*** DATA SUPPLIED ***

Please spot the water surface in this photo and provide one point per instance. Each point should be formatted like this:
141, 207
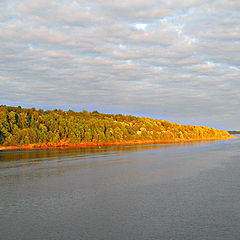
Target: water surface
159, 191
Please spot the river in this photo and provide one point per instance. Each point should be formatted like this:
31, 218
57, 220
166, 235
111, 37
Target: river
160, 191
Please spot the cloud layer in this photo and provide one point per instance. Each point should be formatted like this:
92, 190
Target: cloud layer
176, 60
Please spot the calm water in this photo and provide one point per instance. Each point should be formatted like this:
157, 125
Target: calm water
178, 191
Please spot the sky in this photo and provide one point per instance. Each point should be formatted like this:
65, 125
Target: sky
176, 60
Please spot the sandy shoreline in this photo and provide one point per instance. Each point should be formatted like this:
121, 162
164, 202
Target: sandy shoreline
84, 145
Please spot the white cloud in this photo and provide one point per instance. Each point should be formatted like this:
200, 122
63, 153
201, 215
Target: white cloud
168, 59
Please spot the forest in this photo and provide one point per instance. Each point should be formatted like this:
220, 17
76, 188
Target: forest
24, 126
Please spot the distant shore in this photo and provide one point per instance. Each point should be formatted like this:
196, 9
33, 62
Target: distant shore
85, 145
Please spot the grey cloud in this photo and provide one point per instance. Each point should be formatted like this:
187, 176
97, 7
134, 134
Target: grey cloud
181, 64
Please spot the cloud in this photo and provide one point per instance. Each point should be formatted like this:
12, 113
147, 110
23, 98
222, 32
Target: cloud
175, 60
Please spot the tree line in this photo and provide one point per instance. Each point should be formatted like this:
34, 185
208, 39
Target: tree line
20, 126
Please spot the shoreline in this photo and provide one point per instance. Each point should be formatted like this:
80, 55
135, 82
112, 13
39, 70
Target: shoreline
85, 145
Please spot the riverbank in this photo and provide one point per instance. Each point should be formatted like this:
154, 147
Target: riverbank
85, 145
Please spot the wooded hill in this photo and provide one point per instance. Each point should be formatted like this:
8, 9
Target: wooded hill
19, 126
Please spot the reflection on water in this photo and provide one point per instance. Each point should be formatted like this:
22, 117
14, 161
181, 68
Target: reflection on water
157, 191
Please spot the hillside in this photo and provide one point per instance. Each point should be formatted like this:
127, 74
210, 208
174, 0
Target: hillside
19, 126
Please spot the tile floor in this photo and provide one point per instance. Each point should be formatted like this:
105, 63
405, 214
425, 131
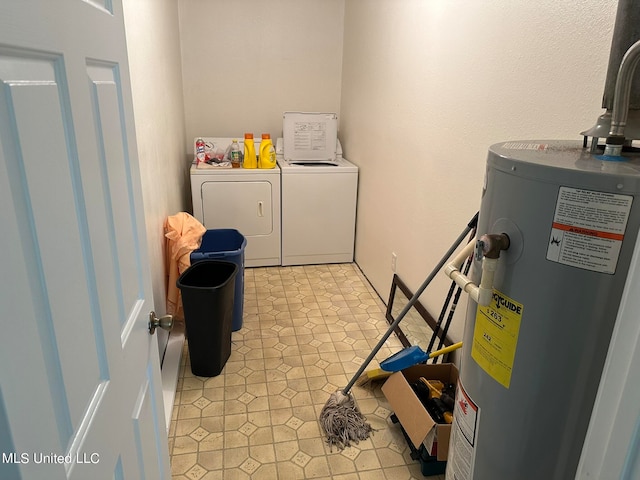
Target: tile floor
306, 331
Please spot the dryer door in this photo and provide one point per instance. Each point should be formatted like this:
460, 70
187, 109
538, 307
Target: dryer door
245, 206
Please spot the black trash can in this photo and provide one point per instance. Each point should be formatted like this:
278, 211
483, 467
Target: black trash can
208, 289
226, 244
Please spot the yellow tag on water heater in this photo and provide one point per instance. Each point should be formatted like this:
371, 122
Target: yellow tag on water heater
496, 336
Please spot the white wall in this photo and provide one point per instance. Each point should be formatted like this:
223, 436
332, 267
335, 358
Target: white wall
428, 86
245, 62
153, 43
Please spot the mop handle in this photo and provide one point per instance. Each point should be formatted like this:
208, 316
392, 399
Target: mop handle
411, 302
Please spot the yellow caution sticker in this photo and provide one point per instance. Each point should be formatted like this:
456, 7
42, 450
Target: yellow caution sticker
496, 336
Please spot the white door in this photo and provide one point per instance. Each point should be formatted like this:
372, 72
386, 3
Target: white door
79, 372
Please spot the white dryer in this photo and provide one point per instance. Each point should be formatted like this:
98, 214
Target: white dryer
245, 199
318, 209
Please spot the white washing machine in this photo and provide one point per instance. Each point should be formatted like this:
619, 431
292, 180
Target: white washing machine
245, 199
318, 208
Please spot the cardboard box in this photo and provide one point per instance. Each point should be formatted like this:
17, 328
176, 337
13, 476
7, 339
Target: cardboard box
413, 417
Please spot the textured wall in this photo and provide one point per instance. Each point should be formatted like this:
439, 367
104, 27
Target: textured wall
428, 86
246, 62
153, 43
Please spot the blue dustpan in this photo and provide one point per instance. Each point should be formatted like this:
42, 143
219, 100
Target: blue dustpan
412, 356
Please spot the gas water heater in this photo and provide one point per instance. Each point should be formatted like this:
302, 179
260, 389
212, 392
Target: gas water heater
535, 347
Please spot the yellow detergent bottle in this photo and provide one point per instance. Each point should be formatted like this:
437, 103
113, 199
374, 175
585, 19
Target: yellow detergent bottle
250, 160
267, 157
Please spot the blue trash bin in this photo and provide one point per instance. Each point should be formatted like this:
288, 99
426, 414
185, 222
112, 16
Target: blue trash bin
226, 244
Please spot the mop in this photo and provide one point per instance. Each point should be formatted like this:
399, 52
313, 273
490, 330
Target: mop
340, 418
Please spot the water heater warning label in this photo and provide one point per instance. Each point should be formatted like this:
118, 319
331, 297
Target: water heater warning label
588, 229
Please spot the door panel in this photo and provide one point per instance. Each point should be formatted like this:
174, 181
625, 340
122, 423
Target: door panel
81, 398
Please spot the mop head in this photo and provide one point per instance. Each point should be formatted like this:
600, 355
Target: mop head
342, 421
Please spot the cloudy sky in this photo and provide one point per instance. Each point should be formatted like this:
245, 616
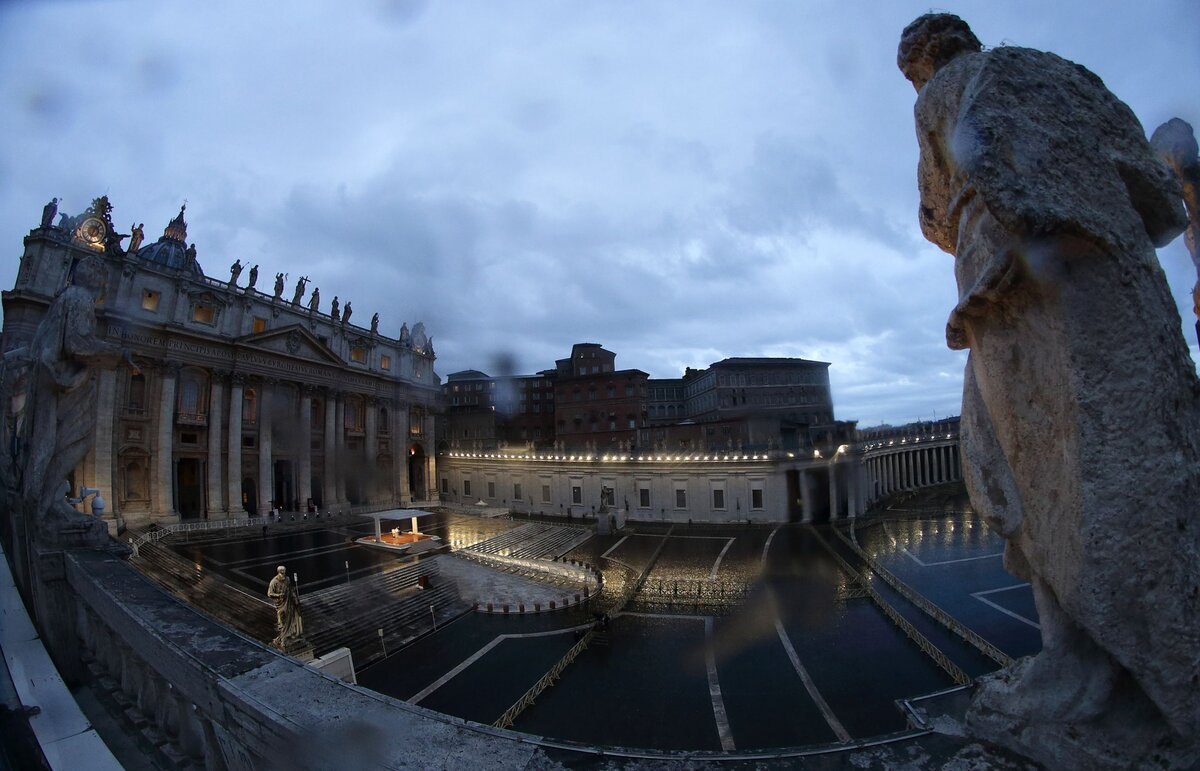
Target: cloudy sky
681, 181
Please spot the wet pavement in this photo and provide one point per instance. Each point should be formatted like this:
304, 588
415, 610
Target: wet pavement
796, 657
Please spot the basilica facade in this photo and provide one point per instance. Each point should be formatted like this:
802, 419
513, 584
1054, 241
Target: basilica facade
233, 400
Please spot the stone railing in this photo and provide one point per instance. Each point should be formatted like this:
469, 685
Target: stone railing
161, 532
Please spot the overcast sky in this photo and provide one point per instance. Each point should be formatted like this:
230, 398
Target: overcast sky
679, 181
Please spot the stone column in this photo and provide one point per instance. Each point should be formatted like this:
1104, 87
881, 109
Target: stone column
807, 495
106, 412
216, 422
431, 460
304, 461
852, 489
233, 472
265, 468
329, 484
400, 454
371, 442
165, 449
340, 435
833, 490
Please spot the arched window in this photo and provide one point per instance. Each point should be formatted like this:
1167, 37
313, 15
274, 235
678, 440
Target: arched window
137, 395
250, 406
192, 390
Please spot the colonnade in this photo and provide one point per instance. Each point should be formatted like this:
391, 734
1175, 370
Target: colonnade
911, 467
245, 438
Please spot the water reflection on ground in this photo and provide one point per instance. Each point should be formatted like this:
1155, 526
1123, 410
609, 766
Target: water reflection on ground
797, 657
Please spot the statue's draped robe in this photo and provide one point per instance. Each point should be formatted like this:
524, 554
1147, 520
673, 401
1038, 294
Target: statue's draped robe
60, 417
1080, 400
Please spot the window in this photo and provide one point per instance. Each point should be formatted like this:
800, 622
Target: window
204, 314
137, 398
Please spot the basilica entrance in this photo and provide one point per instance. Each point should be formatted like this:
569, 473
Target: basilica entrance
190, 488
417, 473
285, 492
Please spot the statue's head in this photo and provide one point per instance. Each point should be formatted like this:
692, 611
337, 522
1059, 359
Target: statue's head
931, 42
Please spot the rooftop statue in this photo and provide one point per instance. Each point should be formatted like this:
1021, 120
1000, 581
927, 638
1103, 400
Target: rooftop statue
1080, 418
136, 237
299, 293
60, 398
288, 622
48, 213
1176, 143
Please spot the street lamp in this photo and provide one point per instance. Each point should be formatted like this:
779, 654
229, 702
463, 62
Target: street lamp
97, 503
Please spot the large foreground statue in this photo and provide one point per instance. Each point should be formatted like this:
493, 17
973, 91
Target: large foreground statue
1080, 418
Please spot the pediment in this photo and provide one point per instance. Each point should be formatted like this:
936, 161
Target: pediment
293, 340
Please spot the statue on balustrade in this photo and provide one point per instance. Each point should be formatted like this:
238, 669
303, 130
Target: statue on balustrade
48, 213
136, 237
1081, 406
1176, 143
288, 623
58, 419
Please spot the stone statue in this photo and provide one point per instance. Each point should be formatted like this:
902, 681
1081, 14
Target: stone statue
48, 213
288, 622
59, 418
1080, 407
136, 238
1176, 143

***

| AIM OF THE EXERCISE |
Take the line holding "Target: statue on balustrade" and the lines after it through the end of the entries. Retype them exactly and add nothing.

| ANSWER SPACE |
Target: statue on balustrade
48, 213
136, 237
1081, 406
1176, 143
288, 623
58, 419
Please spot the stone statue in this photo and provide one point per instance. Each point should be formatted like this:
902, 681
1081, 14
Target: stone statue
48, 213
288, 622
59, 418
1080, 407
136, 238
1176, 143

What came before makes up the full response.